Millenials explain why they haven’t saved for retirement
Pensions are disappearing. The future of Social Security is uncertain. It’s likely we’ll live longer lives.
But most millennials still aren’t putting away any money for retirement.
About 66 percent of people between the ages of 21 and 32 have absolutely nothing saved for retirement, according to a report from the National Institute on Retirement Security.
CNN heard from dozens of millennials about why they have little or nothing saved. For the most part, they believe they’d be better off putting their money elsewhere.
Some want to pay off student debt. Some are trying to build up their own business. Many graduated during the recession, worked low-wage jobs for a few years and then went back to school to improve their job prospects.
For others, there are more immediate costs like child care and rent. They’re still building up emergency savings and the idea of putting money in an account they can’t touch for 30 years doesn’t make a lot of sense to them, despite the advantage of compounding interest.
Here are four of their stories.
Focused on student debt
“I worry about retirement. I do think about it. But it’s just so far away. There are so many other things that can happen first,” said Alexis Nunley, 26.
She and her husband have prioritized paying down their student debt over saving for anything else. They’ve managed to pay off nearly all of their $60,000 of debt in just a few years by living with his parents and expect to move out this spring.
“We wanted to throw all our money at it,” she said.
But Nunley said she is unsure if saving for retirement will become a priority, even after the loans are paid off. They’d like to buy a home and Nunley has been thinking about returning to school. After graduating with a degree in anthropology, she wasn’t able to find a job in the field. She currently teaches at a pre-school.

**DIRECTIVE:**
Carry on the article about millennials and retirement savings from its final sentence. The records below come from a different source than the text above.

**DATA ROWS:**
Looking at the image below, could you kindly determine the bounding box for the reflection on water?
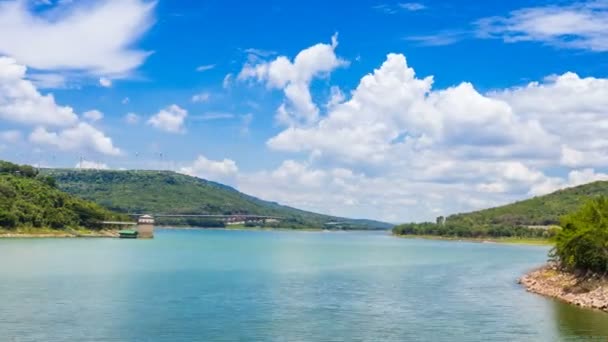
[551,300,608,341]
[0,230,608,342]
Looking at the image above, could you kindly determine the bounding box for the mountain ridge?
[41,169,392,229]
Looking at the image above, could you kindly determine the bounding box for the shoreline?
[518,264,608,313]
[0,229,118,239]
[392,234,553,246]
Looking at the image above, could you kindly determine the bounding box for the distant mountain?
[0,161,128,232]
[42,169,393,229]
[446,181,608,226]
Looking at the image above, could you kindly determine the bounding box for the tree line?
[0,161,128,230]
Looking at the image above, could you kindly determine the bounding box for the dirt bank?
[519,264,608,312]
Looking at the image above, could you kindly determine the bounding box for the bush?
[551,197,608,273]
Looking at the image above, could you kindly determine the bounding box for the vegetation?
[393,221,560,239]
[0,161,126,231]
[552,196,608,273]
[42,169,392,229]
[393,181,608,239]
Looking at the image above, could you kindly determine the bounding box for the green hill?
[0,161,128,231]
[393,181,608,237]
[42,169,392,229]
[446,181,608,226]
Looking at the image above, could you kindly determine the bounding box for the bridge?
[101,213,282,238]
* * *
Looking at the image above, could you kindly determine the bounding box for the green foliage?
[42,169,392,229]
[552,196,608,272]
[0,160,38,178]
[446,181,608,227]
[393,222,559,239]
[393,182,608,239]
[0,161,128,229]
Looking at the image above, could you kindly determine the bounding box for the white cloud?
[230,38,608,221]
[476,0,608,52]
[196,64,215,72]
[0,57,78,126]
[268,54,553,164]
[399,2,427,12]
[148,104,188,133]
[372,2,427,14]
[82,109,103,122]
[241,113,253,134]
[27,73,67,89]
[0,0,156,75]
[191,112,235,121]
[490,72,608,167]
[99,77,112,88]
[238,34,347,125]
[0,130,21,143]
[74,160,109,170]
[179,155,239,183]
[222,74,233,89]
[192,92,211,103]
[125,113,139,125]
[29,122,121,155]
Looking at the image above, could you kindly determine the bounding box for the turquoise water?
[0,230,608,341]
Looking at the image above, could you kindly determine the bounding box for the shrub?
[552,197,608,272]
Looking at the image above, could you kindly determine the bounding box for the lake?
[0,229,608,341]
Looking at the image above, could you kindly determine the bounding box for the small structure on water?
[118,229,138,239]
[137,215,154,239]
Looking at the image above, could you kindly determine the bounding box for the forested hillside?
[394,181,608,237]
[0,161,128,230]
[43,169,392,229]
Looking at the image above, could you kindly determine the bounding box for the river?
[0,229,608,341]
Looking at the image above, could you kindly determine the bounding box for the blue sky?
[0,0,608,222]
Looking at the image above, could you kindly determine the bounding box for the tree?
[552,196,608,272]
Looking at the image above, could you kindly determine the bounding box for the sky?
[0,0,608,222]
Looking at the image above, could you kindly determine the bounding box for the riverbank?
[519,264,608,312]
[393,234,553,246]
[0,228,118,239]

**RESPONSE TO THE TASK:**
“Ideally I’d like to retire on time. My husband and I have dreams of getting a small ranch in a mountain town. But I’m not sure yet if that’s ever going to happen,” Nunley said.
Saving without a 401(k)
Walter Stern, an electrician, started saving for retirement as soon as he was eligible for an employer-sponsored plan — but that wasn’t until age 30.
His former employers didn’t offer a retirement plan. Stern had to work two years at his current job before he was eligible for a SIMPLE IRA. His employer matches his contributions up to 3% of his pay.
“It’s hard to turn down a match,” said Stern, now 31.
About half of millennials don’t have access to an employer-sponsored plan, but that doesn’t mean they can’t save for retirement. Traditional IRAs and Roth IRAs offer tax advantages as long as you don’t touch the money until age 59 ½.
But to Stern, putting aside money for retirement wasn’t worth it before he would receive a match. First he wanted to pay off his credit card and student debt. He and his wife also have a mortgage and two kids under the age of three. Child care costs are their biggest expense, he said.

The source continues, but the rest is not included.